• Written instruction: Copy every entry word for word. Skip the pictures.

• Input for this task:
┌──
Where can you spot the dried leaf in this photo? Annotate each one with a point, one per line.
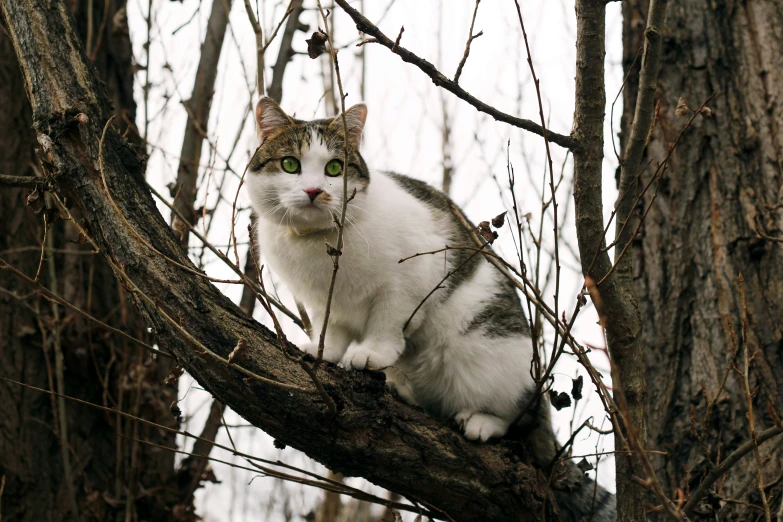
(237, 351)
(682, 108)
(498, 220)
(332, 251)
(559, 400)
(316, 44)
(584, 465)
(175, 411)
(576, 388)
(36, 201)
(173, 377)
(487, 233)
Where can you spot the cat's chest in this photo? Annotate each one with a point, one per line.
(305, 266)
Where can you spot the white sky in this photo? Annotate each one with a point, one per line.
(403, 133)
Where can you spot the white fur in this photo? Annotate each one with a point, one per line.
(477, 379)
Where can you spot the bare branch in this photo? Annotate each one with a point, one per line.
(471, 37)
(367, 27)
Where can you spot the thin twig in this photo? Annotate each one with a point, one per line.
(471, 37)
(51, 296)
(341, 224)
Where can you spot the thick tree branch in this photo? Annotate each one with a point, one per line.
(372, 435)
(367, 27)
(20, 181)
(617, 306)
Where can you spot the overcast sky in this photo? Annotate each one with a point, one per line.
(403, 133)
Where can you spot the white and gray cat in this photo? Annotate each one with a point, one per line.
(466, 352)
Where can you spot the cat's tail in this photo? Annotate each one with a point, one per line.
(579, 498)
(589, 502)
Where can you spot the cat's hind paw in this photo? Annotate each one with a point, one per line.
(481, 426)
(362, 357)
(331, 354)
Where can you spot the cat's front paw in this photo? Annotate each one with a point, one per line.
(362, 356)
(481, 426)
(331, 353)
(398, 384)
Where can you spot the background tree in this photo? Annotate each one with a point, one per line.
(103, 473)
(715, 214)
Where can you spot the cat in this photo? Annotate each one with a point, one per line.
(463, 352)
(470, 346)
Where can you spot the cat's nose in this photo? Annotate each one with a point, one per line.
(313, 193)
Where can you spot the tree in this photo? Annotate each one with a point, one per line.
(708, 259)
(47, 344)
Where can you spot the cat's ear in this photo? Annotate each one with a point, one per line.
(354, 119)
(270, 117)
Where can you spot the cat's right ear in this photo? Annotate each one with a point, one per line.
(270, 118)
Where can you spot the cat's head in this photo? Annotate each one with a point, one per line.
(296, 176)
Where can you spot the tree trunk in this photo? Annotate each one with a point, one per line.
(719, 196)
(104, 466)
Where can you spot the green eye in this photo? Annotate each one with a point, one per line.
(334, 168)
(290, 164)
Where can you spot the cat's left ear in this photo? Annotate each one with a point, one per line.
(270, 118)
(354, 119)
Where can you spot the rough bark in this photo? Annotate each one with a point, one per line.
(372, 435)
(98, 367)
(722, 187)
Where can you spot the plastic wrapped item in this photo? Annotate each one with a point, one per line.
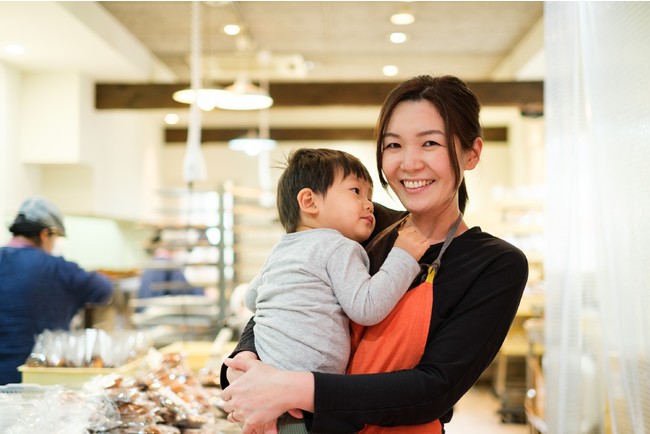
(59, 410)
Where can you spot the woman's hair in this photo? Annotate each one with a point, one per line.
(315, 169)
(27, 229)
(458, 107)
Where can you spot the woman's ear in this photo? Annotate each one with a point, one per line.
(473, 156)
(307, 201)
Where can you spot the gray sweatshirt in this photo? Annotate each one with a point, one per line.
(311, 285)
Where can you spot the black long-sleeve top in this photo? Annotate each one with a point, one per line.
(477, 291)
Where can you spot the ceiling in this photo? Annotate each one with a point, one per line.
(332, 41)
(323, 56)
(149, 41)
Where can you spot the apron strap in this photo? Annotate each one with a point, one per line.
(433, 268)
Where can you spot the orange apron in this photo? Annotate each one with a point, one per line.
(398, 341)
(395, 343)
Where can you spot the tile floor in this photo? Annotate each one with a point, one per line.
(477, 412)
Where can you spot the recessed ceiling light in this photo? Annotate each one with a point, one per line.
(14, 49)
(390, 70)
(398, 37)
(231, 29)
(172, 118)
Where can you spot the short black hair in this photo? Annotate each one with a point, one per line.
(314, 168)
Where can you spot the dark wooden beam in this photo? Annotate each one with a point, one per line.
(176, 136)
(523, 94)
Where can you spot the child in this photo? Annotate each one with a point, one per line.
(316, 278)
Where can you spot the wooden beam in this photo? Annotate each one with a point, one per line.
(524, 94)
(177, 136)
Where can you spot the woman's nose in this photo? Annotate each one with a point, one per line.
(411, 159)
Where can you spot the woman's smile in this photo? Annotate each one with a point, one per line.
(416, 184)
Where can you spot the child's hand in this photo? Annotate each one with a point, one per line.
(411, 240)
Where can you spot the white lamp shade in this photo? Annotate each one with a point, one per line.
(244, 95)
(251, 145)
(206, 98)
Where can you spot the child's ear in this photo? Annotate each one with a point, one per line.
(307, 201)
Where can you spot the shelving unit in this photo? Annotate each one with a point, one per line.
(220, 239)
(191, 227)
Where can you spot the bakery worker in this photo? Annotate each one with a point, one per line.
(38, 290)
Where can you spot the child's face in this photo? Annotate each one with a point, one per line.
(347, 207)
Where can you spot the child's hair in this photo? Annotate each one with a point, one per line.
(315, 169)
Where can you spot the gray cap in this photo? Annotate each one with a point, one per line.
(43, 212)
└──
• Reply to the exercise:
Where can you spot the dried leaf in this photo? Annotate each one with a point, one per line.
(237, 351)
(682, 108)
(498, 220)
(332, 251)
(559, 400)
(316, 44)
(584, 465)
(175, 411)
(576, 388)
(36, 201)
(173, 377)
(487, 233)
Where can you spot the cat's chest in this photo? Annotate each one with a point, one per line.
(305, 266)
Where can you spot the white sky in this photo? Annotate each one with a point, one per line.
(403, 133)
Where can you spot the white fur in this photo? Annotate each one with a point, one per line.
(477, 379)
Where can you spot the bare branch in this photo? Annotate each one with a point, one per line.
(471, 37)
(367, 27)
Where can you spot the thin twig in this photo? Annotate each one with a point, one per line.
(471, 37)
(51, 296)
(341, 224)
Where can you spot the thick tree branch in this photo? Annotate each one with a point, one per line.
(372, 435)
(367, 27)
(20, 181)
(617, 306)
Where can you spot the overcast sky in this photo? Annotate each one with a point, one per line.
(403, 133)
Where can you spot the white and gray cat in this photo? Annotate each one with a point, one per line.
(466, 352)
Where can you spot the cat's tail in this photo? Annotate each one with a point, one per line.
(579, 498)
(589, 502)
Where can you spot the cat's hind paw in this photo? Annotate each one with a point, one per line.
(481, 426)
(362, 357)
(331, 354)
Where can you spot the cat's front paw in this photo? Annotate each one with a point, one per line.
(362, 356)
(481, 426)
(331, 353)
(398, 384)
Where can you spot the background tree in this photo? Annotate each one with a point, one per line.
(103, 473)
(715, 214)
Where can you spot the cat in this photo? Annotate each one with a point, one per line.
(463, 352)
(470, 346)
Where can you spot the cat's nose in this photo? Annotate each one with a point, one per line.
(313, 193)
Where can you spot the tree in this photo? Annotate each one with a point, one per line.
(708, 259)
(47, 344)
Where can you spot the cat's ear in this photo? Annotate each one with a point, one per line.
(354, 119)
(270, 117)
Where can you spot the cat's right ear in this photo? Annotate each one with a point, one per line.
(270, 118)
Where can you spot the cat's head in this photo? Annotate each one with a point, one per line.
(296, 176)
Where can you spot the tree trunk in this photo? Annotate each one with a point, one per line.
(719, 196)
(104, 466)
Where can you spot the green eye in this photo? Annotate each one with a point, one per line.
(334, 168)
(290, 164)
Where can you spot the cat's left ear in this photo? Annotate each one with a point, one per line.
(270, 118)
(354, 119)
Where can you spot the rough bark in this photo? Annotate each one with a point, one per line.
(372, 435)
(98, 367)
(722, 187)
Where can you spot the plastic wrapped item in this photo? Annotate each one with a point, one per line.
(59, 410)
Where can you spot the woman's hair in this photo? Annotate each one with a point, one per line.
(315, 169)
(27, 229)
(458, 107)
Where can you spot the woman's ear in this photo? Annotate each one with a point, one per line.
(473, 156)
(307, 201)
Where can you spot the gray sweatshirt in this photo? Annotate each one with a point, one per line.
(311, 285)
Where can you spot the black long-sleeve top in this photo? Annotate each one with a point, one per line.
(477, 291)
Where can you spot the ceiling in this photo? Annotate each one with a point, one per line.
(332, 41)
(323, 56)
(149, 41)
Where can you spot the apron strap in this photo? Annotate each one with a point, one per line.
(433, 268)
Where can you spot the orange apron in this photo? Annotate each one with a point, one per line.
(398, 341)
(395, 343)
Where can you spot the tile floor in this photo? Annotate each one with a point, one per line.
(477, 412)
Where can you spot the recessed ceiling light in this photo? Annotate each one with a point, one per line.
(14, 49)
(390, 70)
(398, 37)
(231, 29)
(172, 118)
Where can you spot the short black hair in this photo? Annotate each one with a point, one per line.
(314, 168)
Where can you spot the dark wooden beam in this photo? Annotate each one with a point, one per line.
(176, 136)
(523, 94)
Where can you spot the child in this photo? Annotate each one with a point, one per line.
(316, 278)
Where can you spot the wooden beam in this photo? Annotate each one with a point, one per line.
(524, 94)
(177, 136)
Where can you spot the woman's nose in this photo? Annotate each one with a point, one per line.
(411, 159)
Where can you spot the woman's smile in this photo? Annotate each one with a point, one per line.
(416, 184)
Where can you spot the child's hand in this photo? Annotate each one with a point, one per line.
(411, 240)
Where can you spot the white lamp shade in this photo? Annotate each one with a point, one per line.
(244, 95)
(251, 145)
(206, 98)
Where can you spot the child's ear in this photo? Annotate each one with a point, one per line.
(307, 201)
Where can you spot the shelving unit in this photo? Annotate each one with a point, one per line.
(220, 239)
(191, 227)
Where can you spot the bakery worker in this photo? Annotate each one with a point, one per line.
(38, 290)
Where can you spot the child's face in this photo? Annotate each one with a point, one per line.
(347, 207)
Where can you spot the child's hair in this photo? Annotate each one with a point, one per line.
(315, 169)
Where can you spot the gray cap in this photo? Annotate each one with a point, one per line.
(43, 212)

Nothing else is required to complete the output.